_TASK OBJECTIVE_.
Lay out every line of the data below as a Markdown table with two columns, Number and Entry, giving each row its number and leaving out blank lines.
################
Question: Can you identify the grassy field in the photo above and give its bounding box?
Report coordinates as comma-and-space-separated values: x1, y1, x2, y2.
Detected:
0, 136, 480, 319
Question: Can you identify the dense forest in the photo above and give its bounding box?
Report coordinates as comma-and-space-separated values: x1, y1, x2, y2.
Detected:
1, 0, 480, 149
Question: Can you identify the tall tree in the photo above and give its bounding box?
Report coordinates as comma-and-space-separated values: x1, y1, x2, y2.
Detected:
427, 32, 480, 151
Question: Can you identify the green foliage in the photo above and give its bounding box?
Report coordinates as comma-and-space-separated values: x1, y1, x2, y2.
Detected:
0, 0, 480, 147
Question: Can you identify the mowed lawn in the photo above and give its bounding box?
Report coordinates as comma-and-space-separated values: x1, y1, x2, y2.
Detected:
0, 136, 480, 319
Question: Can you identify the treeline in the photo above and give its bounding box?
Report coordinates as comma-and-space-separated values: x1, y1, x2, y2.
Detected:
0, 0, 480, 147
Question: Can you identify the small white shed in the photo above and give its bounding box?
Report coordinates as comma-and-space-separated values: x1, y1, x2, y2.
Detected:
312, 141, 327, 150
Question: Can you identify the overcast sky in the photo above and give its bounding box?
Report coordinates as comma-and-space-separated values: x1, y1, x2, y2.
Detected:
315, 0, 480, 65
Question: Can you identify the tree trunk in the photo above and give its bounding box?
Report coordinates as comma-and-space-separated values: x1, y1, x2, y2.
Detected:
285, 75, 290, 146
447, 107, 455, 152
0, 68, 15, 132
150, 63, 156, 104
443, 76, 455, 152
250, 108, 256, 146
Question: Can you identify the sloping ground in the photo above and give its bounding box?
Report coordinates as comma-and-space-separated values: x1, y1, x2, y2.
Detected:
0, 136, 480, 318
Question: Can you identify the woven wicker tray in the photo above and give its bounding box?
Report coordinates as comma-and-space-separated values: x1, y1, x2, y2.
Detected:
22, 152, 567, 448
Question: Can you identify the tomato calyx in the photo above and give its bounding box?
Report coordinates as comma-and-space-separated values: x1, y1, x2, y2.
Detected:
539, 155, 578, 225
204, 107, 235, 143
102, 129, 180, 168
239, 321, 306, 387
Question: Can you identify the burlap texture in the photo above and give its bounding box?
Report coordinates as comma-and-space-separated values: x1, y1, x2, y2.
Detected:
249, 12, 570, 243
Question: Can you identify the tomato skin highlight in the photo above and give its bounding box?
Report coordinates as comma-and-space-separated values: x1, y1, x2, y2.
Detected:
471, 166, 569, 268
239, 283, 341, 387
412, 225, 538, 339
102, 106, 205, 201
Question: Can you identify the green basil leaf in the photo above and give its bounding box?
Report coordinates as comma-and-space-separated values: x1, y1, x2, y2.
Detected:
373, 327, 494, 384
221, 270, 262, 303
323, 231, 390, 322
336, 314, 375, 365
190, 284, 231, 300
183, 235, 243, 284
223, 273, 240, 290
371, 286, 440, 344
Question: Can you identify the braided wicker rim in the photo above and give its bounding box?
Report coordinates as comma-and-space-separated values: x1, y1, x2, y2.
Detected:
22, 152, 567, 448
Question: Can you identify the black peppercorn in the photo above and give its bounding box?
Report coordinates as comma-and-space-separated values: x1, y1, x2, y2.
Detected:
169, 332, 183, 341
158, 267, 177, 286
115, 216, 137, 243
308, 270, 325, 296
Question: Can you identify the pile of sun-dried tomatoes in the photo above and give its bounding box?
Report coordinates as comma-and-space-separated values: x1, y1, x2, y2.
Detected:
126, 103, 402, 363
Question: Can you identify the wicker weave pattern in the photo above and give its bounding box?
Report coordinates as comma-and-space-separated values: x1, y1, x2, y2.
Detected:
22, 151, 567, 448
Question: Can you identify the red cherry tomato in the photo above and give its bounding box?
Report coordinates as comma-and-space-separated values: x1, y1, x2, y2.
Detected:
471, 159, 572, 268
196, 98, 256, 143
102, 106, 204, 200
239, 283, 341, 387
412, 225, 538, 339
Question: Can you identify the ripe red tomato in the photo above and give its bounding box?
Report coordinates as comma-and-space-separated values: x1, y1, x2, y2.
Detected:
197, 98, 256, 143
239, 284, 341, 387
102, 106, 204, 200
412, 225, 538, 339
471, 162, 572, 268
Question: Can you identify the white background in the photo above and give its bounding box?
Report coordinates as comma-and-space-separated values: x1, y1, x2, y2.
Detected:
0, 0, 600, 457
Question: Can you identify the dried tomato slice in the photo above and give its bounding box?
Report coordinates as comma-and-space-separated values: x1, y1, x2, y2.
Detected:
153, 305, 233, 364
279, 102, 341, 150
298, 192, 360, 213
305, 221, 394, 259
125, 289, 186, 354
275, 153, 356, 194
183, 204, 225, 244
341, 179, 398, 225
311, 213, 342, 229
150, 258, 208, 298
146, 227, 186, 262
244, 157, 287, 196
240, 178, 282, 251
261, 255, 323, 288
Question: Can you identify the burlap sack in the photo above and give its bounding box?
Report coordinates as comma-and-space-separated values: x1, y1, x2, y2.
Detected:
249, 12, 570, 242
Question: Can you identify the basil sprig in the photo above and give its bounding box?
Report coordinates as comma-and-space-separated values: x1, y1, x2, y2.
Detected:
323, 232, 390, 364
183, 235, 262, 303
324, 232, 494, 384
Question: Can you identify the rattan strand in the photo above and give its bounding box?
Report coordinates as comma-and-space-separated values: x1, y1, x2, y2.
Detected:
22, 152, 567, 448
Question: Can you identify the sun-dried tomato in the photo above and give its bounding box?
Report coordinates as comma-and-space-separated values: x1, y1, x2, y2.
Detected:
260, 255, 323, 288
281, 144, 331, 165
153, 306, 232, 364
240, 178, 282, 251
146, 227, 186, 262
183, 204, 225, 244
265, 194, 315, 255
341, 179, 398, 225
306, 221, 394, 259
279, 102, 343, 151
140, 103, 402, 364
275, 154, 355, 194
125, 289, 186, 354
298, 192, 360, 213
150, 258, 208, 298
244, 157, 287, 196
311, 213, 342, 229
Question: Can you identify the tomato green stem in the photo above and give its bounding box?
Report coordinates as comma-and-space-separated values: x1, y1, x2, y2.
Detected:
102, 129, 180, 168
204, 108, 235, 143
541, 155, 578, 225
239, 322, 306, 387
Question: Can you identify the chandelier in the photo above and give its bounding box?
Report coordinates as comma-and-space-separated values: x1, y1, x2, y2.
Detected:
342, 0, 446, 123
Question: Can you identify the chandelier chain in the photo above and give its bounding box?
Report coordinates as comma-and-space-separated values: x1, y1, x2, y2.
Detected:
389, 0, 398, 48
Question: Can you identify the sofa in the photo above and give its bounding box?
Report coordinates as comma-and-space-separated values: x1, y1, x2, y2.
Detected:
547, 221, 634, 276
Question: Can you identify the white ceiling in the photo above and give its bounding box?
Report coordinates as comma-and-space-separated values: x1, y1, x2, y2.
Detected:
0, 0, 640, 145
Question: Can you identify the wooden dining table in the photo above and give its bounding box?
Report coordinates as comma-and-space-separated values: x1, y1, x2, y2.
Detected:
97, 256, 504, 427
################
_RESULT OF THIS TASK_.
| Number | Entry |
|---|---|
| 1 | Question: Can you identify the grassy field in the photo above and give its bounding box? |
| 2 | Report coordinates as comma-and-space-separated values: x1, y1, x2, y2. |
| 3 | Detected: |
| 4 | 0, 136, 480, 319 |
| 5 | Question: Can you identify the dense forest in the photo above and give its bounding box? |
| 6 | Report coordinates as comma-and-space-separated values: x1, y1, x2, y2. |
| 7 | Detected: |
| 8 | 1, 0, 480, 149 |
| 9 | Question: Can you identify the tall tree in the photo above and give its bounding box? |
| 10 | Report coordinates as comma-and-space-separated values: x1, y1, x2, y2. |
| 11 | Detected: |
| 12 | 427, 32, 480, 151 |
| 13 | Question: Can you identify the green foliage in the photo above and give its bounding box? |
| 14 | Report coordinates as comma-and-space-separated values: x1, y1, x2, y2. |
| 15 | Detected: |
| 16 | 0, 0, 480, 147 |
| 17 | Question: Can you identify the mowed lawn in the photo above and give its bounding box? |
| 18 | Report coordinates as comma-and-space-separated values: x1, y1, x2, y2. |
| 19 | Detected: |
| 20 | 0, 136, 480, 319 |
| 21 | Question: Can you identify the treeline in the photo above and give its bounding box? |
| 22 | Report coordinates as comma-and-space-separated values: x1, y1, x2, y2. |
| 23 | Detected: |
| 24 | 0, 0, 480, 147 |
| 25 | Question: Can you identify the small white shed in the photo above and give its bounding box? |
| 26 | Report coordinates as comma-and-space-separated values: x1, y1, x2, y2. |
| 27 | Detected: |
| 28 | 312, 141, 327, 150 |
| 29 | Question: Can you identify the overcast sky in the photo above and give its bounding box? |
| 30 | Report coordinates as comma-and-space-separated values: x1, y1, x2, y2. |
| 31 | Detected: |
| 32 | 315, 0, 480, 65 |
| 33 | Question: Can you identify the tree trunk in the photo above and give its bounding box? |
| 34 | Report coordinates as comma-and-space-separated values: x1, y1, x2, y2. |
| 35 | Detected: |
| 36 | 285, 75, 290, 146 |
| 37 | 447, 107, 455, 152 |
| 38 | 0, 68, 15, 132 |
| 39 | 150, 63, 156, 104 |
| 40 | 443, 76, 455, 152 |
| 41 | 250, 108, 256, 146 |
| 42 | Question: Can you identify the sloping ground in the photo above and give its bounding box? |
| 43 | Report coordinates as comma-and-space-separated values: x1, y1, x2, y2. |
| 44 | Detected: |
| 45 | 0, 136, 480, 318 |
| 46 | Question: Can you identify the woven wicker tray in the photo above and give its bounding box? |
| 47 | Report coordinates as comma-and-space-separated values: x1, y1, x2, y2. |
| 48 | Detected: |
| 49 | 22, 152, 567, 448 |
| 50 | Question: Can you identify the tomato calyx in the photo above and give its bounding box? |
| 51 | Report coordinates as comma-and-space-separated values: x1, y1, x2, y2. |
| 52 | Detected: |
| 53 | 539, 155, 578, 225 |
| 54 | 204, 107, 235, 143 |
| 55 | 102, 129, 180, 168 |
| 56 | 239, 321, 306, 387 |
| 57 | Question: Can you identify the burlap texture in the photo above and give its bounding box? |
| 58 | Report coordinates as comma-and-space-separated values: x1, y1, x2, y2. |
| 59 | Detected: |
| 60 | 249, 12, 570, 243 |
| 61 | Question: Can you identify the tomato skin highlight in the photo above and give its bounding box? |
| 62 | Report coordinates as comma-and-space-separated values: x1, y1, x2, y2. |
| 63 | Detected: |
| 64 | 471, 166, 569, 268 |
| 65 | 239, 283, 341, 387 |
| 66 | 412, 225, 538, 339 |
| 67 | 102, 106, 205, 201 |
| 68 | Question: Can you identify the green basil leaf in the photo above and give its bounding box? |
| 69 | Report coordinates as comma-and-space-separated values: x1, y1, x2, y2. |
| 70 | Detected: |
| 71 | 373, 327, 494, 384 |
| 72 | 221, 270, 262, 303 |
| 73 | 323, 231, 390, 322 |
| 74 | 336, 314, 375, 365 |
| 75 | 190, 284, 231, 300 |
| 76 | 183, 235, 243, 284 |
| 77 | 223, 273, 240, 290 |
| 78 | 371, 286, 440, 344 |
| 79 | Question: Can you identify the braided wicker rim in the photo above and give its bounding box? |
| 80 | Report coordinates as comma-and-space-separated values: x1, y1, x2, y2. |
| 81 | Detected: |
| 82 | 22, 152, 567, 448 |
| 83 | Question: Can you identify the black peppercorn in the photo above and give its bounding box? |
| 84 | Report coordinates as comma-and-space-separated values: x1, y1, x2, y2. |
| 85 | Detected: |
| 86 | 169, 332, 183, 341 |
| 87 | 158, 267, 177, 286 |
| 88 | 115, 216, 137, 243 |
| 89 | 308, 270, 325, 296 |
| 90 | Question: Can you identify the pile of sun-dried tomatoes in the photo above and give its bounding box? |
| 91 | Report coordinates as comma-and-space-separated values: x1, y1, x2, y2. |
| 92 | Detected: |
| 93 | 126, 103, 402, 363 |
| 94 | Question: Can you identify the wicker weave pattern in the photo above and give its bounding box? |
| 95 | Report coordinates as comma-and-space-separated values: x1, y1, x2, y2. |
| 96 | Detected: |
| 97 | 22, 151, 567, 448 |
| 98 | Question: Can you identify the red cherry tomato in the photo above and give its bounding box? |
| 99 | Report coordinates as comma-and-space-separated values: x1, y1, x2, y2. |
| 100 | Detected: |
| 101 | 471, 159, 572, 268 |
| 102 | 196, 98, 256, 143 |
| 103 | 102, 106, 204, 200 |
| 104 | 239, 283, 341, 387 |
| 105 | 412, 225, 538, 339 |
| 106 | Question: Can you identify the ripe red tomato in the photo above and give its bounding box? |
| 107 | Report coordinates as comma-and-space-separated values: x1, y1, x2, y2. |
| 108 | Detected: |
| 109 | 197, 98, 256, 143 |
| 110 | 239, 284, 341, 387 |
| 111 | 102, 106, 204, 200 |
| 112 | 412, 225, 538, 339 |
| 113 | 471, 162, 572, 268 |
| 114 | Question: Can you identify the white background in the photo above and give its bounding box? |
| 115 | Report coordinates as comma-and-space-separated values: x1, y1, x2, y2. |
| 116 | Detected: |
| 117 | 0, 0, 600, 457 |
| 118 | Question: Can you identify the dried tomato slice in the photo above and give its bounding box? |
| 119 | Report coordinates as comma-and-space-separated values: x1, y1, x2, y2. |
| 120 | Detected: |
| 121 | 153, 305, 233, 364 |
| 122 | 279, 102, 341, 150 |
| 123 | 298, 192, 360, 213 |
| 124 | 305, 221, 394, 259 |
| 125 | 125, 289, 186, 354 |
| 126 | 275, 153, 356, 194 |
| 127 | 183, 204, 225, 244 |
| 128 | 341, 179, 398, 225 |
| 129 | 311, 213, 342, 229 |
| 130 | 150, 258, 208, 298 |
| 131 | 146, 227, 186, 262 |
| 132 | 244, 157, 287, 196 |
| 133 | 240, 178, 282, 251 |
| 134 | 261, 255, 323, 288 |
| 135 | Question: Can you identify the burlap sack in the photo above and give its bounding box? |
| 136 | Report coordinates as comma-and-space-separated values: x1, y1, x2, y2. |
| 137 | Detected: |
| 138 | 249, 12, 570, 242 |
| 139 | Question: Can you identify the basil sprig in the photo above and give its bounding box? |
| 140 | Report coordinates as comma-and-space-separated values: x1, y1, x2, y2. |
| 141 | Detected: |
| 142 | 323, 232, 390, 364 |
| 143 | 183, 235, 262, 303 |
| 144 | 324, 232, 494, 384 |
| 145 | Question: Can you identify the rattan strand in the photo above and give its bounding box? |
| 146 | Report coordinates as comma-and-space-separated values: x1, y1, x2, y2. |
| 147 | Detected: |
| 148 | 22, 152, 567, 448 |
| 149 | Question: Can you identify the sun-dried tomato in the photo above and give its bounding box? |
| 150 | Report coordinates as comma-and-space-separated values: x1, y1, x2, y2. |
| 151 | Detected: |
| 152 | 260, 255, 323, 288 |
| 153 | 281, 144, 331, 165 |
| 154 | 153, 306, 232, 364 |
| 155 | 240, 178, 282, 251 |
| 156 | 146, 227, 186, 262 |
| 157 | 183, 204, 225, 244 |
| 158 | 265, 194, 315, 255 |
| 159 | 341, 179, 398, 225 |
| 160 | 306, 221, 394, 259 |
| 161 | 279, 102, 343, 151 |
| 162 | 140, 103, 402, 364 |
| 163 | 275, 154, 355, 194 |
| 164 | 125, 289, 186, 354 |
| 165 | 298, 192, 360, 213 |
| 166 | 150, 258, 208, 298 |
| 167 | 244, 157, 287, 196 |
| 168 | 311, 213, 342, 229 |
| 169 | Question: Can you identify the tomato green stem in the photo above and give its bounding box? |
| 170 | Report coordinates as comma-and-space-separated values: x1, y1, x2, y2. |
| 171 | Detected: |
| 172 | 102, 129, 180, 168 |
| 173 | 204, 108, 235, 143 |
| 174 | 541, 155, 578, 225 |
| 175 | 239, 322, 306, 387 |
| 176 | Question: Can you identify the chandelier in the photo above and give its bounding box? |
| 177 | Report coordinates as comma-and-space-separated values: x1, y1, x2, y2. |
| 178 | Detected: |
| 179 | 342, 0, 446, 123 |
| 180 | Question: Can you identify the chandelier chain in the photo above and give its bounding box? |
| 181 | Report coordinates as comma-and-space-separated values: x1, y1, x2, y2. |
| 182 | Detected: |
| 183 | 389, 0, 398, 48 |
| 184 | Question: Can you identify the sofa in the photo above and give its bounding box? |
| 185 | Report coordinates as comma-and-space-separated values: x1, y1, x2, y2. |
| 186 | Detected: |
| 187 | 547, 221, 634, 276 |
| 188 | Question: Can you identify the white ceiling in the photo above and give its bounding box? |
| 189 | Report coordinates as comma-and-space-separated values: x1, y1, x2, y2. |
| 190 | Detected: |
| 191 | 0, 0, 640, 145 |
| 192 | Question: Can you identify the wooden dining table in the photo above and give its bounding box? |
| 193 | Report coordinates as comma-and-space-separated values: x1, y1, x2, y2. |
| 194 | Detected: |
| 195 | 97, 256, 504, 427 |